PROMPT:
Give every line from the entries that contains "below".

━━━ DATASET EXCERPTS

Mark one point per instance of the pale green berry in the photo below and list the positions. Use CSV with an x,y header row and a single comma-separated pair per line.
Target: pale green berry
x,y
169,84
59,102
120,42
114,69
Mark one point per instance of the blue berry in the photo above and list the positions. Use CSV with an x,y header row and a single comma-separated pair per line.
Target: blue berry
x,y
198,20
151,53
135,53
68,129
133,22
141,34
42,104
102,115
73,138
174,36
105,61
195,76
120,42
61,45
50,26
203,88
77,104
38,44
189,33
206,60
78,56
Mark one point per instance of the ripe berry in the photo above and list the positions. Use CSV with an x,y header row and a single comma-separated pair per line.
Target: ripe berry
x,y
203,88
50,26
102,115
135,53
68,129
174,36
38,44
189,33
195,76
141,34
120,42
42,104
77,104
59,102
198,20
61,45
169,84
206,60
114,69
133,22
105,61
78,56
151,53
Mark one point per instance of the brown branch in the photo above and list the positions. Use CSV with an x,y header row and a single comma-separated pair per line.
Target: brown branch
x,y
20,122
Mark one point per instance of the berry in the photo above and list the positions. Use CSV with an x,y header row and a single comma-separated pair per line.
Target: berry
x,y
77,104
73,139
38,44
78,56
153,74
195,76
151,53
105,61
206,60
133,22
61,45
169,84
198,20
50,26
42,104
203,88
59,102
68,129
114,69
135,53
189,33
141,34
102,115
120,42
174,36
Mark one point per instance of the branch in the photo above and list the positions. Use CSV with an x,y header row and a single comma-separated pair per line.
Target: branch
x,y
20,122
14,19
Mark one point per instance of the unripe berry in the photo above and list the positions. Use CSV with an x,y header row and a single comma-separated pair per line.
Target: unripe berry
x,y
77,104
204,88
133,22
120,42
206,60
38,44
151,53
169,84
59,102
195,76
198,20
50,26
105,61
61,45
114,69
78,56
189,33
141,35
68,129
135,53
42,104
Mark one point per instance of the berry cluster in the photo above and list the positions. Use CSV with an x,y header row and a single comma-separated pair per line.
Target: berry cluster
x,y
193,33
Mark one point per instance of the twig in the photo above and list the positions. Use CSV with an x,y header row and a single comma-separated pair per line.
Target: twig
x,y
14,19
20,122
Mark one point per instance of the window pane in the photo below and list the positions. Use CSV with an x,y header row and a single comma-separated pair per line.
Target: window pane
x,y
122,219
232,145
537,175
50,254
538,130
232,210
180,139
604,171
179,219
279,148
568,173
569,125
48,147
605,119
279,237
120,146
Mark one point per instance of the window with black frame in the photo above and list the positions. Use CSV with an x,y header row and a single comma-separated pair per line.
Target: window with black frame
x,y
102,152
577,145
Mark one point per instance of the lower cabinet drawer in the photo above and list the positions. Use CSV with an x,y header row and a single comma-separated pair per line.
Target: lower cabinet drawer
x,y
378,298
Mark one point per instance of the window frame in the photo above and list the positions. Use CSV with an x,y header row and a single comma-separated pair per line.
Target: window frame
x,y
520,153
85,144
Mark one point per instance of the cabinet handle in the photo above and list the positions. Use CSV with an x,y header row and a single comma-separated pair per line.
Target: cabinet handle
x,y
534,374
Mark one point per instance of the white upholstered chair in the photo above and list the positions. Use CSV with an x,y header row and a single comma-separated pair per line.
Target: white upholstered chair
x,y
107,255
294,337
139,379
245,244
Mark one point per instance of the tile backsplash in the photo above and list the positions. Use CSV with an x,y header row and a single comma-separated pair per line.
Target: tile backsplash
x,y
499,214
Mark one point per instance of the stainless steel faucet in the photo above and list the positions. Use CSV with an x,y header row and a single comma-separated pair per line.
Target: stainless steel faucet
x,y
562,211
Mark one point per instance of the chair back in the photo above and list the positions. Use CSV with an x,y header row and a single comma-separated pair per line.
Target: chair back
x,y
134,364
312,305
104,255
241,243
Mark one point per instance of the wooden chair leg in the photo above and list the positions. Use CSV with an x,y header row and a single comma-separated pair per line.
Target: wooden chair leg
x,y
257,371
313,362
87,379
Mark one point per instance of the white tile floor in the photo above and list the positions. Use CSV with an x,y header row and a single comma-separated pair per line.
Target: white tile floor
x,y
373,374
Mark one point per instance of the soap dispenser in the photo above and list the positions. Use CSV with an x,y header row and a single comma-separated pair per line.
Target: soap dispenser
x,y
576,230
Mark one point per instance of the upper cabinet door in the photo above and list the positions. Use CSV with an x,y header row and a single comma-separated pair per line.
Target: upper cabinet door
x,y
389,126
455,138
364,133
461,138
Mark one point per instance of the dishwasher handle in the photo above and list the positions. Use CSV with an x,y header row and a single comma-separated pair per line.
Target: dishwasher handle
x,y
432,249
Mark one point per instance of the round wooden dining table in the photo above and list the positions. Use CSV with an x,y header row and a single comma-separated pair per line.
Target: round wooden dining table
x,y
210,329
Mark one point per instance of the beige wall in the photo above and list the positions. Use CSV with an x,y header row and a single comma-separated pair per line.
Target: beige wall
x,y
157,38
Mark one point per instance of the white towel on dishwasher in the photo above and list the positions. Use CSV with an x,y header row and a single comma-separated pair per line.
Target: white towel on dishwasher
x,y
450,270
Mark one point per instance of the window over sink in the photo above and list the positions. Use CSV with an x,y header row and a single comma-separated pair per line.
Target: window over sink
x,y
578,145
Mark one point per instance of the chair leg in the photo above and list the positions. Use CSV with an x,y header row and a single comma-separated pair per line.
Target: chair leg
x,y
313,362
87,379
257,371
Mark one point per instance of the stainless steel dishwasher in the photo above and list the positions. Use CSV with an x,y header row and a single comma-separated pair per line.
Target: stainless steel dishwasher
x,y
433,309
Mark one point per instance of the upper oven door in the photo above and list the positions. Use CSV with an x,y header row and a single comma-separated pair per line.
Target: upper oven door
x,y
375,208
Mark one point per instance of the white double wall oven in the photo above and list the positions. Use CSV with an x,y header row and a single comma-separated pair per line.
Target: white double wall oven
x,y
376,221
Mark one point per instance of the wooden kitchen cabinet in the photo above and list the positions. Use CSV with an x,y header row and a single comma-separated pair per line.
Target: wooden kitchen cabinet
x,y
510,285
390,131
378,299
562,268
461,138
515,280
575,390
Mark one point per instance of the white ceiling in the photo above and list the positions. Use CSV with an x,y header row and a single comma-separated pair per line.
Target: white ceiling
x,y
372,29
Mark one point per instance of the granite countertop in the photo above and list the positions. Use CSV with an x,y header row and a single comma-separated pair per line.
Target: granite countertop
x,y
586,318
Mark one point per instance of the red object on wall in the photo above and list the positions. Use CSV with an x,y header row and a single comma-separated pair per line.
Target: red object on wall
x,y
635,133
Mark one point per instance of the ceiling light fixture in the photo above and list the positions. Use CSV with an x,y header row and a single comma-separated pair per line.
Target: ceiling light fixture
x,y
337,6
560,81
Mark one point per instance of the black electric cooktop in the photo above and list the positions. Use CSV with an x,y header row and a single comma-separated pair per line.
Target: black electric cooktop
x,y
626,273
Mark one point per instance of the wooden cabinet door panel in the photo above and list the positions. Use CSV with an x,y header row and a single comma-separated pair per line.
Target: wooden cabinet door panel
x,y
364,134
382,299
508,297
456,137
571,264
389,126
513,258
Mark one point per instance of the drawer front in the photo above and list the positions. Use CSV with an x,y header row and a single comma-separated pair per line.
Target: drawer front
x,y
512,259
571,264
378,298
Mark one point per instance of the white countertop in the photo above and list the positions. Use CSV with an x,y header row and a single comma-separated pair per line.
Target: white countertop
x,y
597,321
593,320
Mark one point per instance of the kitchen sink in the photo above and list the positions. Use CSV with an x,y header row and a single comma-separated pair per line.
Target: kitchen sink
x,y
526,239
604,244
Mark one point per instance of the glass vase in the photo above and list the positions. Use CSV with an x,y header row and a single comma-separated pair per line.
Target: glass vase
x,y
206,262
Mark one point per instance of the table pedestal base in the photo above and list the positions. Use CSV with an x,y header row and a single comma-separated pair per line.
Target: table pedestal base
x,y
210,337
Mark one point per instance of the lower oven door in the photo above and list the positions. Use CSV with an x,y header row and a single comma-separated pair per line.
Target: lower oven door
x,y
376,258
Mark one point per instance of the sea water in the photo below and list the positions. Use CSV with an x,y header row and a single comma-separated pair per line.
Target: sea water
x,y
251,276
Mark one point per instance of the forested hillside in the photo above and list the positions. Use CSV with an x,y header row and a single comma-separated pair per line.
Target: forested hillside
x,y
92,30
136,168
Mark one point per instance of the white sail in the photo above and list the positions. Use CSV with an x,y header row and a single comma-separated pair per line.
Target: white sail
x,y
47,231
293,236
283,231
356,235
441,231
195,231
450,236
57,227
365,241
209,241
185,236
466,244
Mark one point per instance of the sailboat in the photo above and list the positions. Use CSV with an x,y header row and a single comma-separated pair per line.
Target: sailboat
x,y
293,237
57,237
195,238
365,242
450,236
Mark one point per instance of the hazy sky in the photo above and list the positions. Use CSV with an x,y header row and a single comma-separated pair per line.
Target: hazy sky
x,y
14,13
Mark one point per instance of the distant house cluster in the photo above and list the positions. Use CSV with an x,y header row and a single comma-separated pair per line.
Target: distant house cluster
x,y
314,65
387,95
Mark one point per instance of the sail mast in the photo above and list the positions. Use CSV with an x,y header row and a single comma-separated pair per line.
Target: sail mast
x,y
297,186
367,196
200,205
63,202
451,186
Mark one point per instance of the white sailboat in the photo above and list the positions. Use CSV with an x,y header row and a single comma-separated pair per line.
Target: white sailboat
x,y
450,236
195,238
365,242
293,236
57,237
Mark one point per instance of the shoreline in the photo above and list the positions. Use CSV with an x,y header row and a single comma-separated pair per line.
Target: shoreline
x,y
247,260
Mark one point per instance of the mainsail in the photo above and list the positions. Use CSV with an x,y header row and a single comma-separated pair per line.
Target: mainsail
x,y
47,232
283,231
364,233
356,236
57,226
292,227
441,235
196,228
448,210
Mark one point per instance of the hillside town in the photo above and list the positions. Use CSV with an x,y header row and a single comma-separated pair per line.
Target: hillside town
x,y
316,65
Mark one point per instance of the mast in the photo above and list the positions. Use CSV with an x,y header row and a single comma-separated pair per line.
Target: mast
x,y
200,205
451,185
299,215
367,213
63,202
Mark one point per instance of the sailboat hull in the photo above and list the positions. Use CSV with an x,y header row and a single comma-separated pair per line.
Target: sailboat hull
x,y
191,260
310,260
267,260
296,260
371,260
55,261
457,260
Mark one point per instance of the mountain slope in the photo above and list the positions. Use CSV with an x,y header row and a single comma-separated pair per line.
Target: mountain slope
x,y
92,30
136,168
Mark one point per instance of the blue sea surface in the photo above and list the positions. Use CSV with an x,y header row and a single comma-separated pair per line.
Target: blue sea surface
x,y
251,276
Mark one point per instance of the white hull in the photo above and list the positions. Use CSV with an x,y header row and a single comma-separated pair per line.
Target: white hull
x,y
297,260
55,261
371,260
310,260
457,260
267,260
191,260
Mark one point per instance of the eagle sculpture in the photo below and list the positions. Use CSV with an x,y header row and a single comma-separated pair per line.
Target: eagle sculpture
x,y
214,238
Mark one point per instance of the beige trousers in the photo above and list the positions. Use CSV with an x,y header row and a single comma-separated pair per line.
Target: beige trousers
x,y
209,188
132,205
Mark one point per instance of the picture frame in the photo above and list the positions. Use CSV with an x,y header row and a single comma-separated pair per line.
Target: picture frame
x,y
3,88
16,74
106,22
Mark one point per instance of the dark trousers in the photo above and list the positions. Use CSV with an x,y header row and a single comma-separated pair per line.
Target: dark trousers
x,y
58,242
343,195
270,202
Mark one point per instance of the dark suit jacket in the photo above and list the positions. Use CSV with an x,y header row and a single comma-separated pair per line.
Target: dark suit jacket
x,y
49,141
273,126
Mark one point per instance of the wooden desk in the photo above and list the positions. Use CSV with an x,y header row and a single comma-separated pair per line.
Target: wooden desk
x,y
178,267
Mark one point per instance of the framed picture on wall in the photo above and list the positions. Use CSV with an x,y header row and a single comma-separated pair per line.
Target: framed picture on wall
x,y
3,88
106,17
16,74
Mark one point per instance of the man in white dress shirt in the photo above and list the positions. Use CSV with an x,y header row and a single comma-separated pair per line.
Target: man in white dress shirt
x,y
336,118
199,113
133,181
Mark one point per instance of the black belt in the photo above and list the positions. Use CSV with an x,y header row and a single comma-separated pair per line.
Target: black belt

━━━━━━

EXPECTED OUTPUT:
Mark one point per instance of the pale green berry in the photo below and list the positions. Use CSV with an x,y header row and a single comma-separated pair per line.
Mark one point per instance of the window pane in the photo below and list the positions. Use CSV with an x,y header row and a single comma-separated pair per line.
Mark one point per instance of the sea water in the photo below and list the positions. Use CSV with an x,y header row and a single comma-separated pair per line.
Mark one point per instance of the eagle sculpture in the photo below and list the positions. Use CSV with an x,y header row and a single comma-separated pair per line.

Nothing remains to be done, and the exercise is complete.